* **PROVIDED INFORMATION**:
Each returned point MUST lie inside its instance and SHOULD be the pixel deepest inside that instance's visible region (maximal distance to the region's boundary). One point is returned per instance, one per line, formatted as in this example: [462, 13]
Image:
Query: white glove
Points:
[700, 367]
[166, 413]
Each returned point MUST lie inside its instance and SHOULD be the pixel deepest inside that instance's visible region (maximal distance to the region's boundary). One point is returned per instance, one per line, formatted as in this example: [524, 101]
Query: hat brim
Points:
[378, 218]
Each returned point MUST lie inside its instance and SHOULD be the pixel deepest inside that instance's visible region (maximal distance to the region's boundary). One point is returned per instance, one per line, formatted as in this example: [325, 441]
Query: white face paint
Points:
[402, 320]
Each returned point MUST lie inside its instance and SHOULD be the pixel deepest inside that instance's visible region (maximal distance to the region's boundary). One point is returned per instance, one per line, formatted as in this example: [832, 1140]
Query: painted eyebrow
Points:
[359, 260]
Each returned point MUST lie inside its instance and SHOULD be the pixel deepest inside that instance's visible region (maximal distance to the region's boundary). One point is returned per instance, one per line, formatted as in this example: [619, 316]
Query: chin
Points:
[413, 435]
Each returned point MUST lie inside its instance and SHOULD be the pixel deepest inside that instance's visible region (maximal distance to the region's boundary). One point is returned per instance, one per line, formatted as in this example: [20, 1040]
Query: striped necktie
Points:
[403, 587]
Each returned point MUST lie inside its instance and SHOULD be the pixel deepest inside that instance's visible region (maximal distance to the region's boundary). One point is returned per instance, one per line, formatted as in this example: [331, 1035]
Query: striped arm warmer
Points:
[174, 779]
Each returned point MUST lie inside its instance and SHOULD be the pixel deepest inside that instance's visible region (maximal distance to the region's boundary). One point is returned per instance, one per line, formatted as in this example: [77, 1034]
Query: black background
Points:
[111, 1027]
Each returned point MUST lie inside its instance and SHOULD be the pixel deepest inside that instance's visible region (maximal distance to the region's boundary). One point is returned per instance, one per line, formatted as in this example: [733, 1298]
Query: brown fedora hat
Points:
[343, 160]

* **EXERCISE GOAL**:
Output the line containing "example: [20, 1040]" and all lines after it to the end of the records, exactly as given.

* **SOLUTION**:
Each returned point MUST lie inside its instance and SHOULD be the pixel deepest inside that instance's visible region (maximal distance to the region's boundary). One point is returned per instance, one per line, formatted as in this example: [20, 1040]
Query: striped necktie
Points:
[403, 587]
Each returned point MUST lie inside its instance and SHOULD be the pixel deepest inside that instance's visible region (maximal distance to the region's boundary). One point is returned per instance, one per line, formatted as in this example: [331, 1035]
Query: striped arm warmer
Points:
[174, 779]
Each returned point MUST lie inside its instance and SHOULD be the pixel deepest inside that instance's visible region (maximal distance to the region's boundary). One point is returned per instance, one per line, formatted as in this example: [77, 1034]
Query: black background
Points:
[111, 1027]
Each returned point MUST lie inside its instance and SHOULD be the pixel deepest inside that instance's visible region (maximal distance to the region's boundary). One point is returned per instance, one per line, formatted as in this example: [733, 1298]
Query: brown fedora hat
Points:
[343, 160]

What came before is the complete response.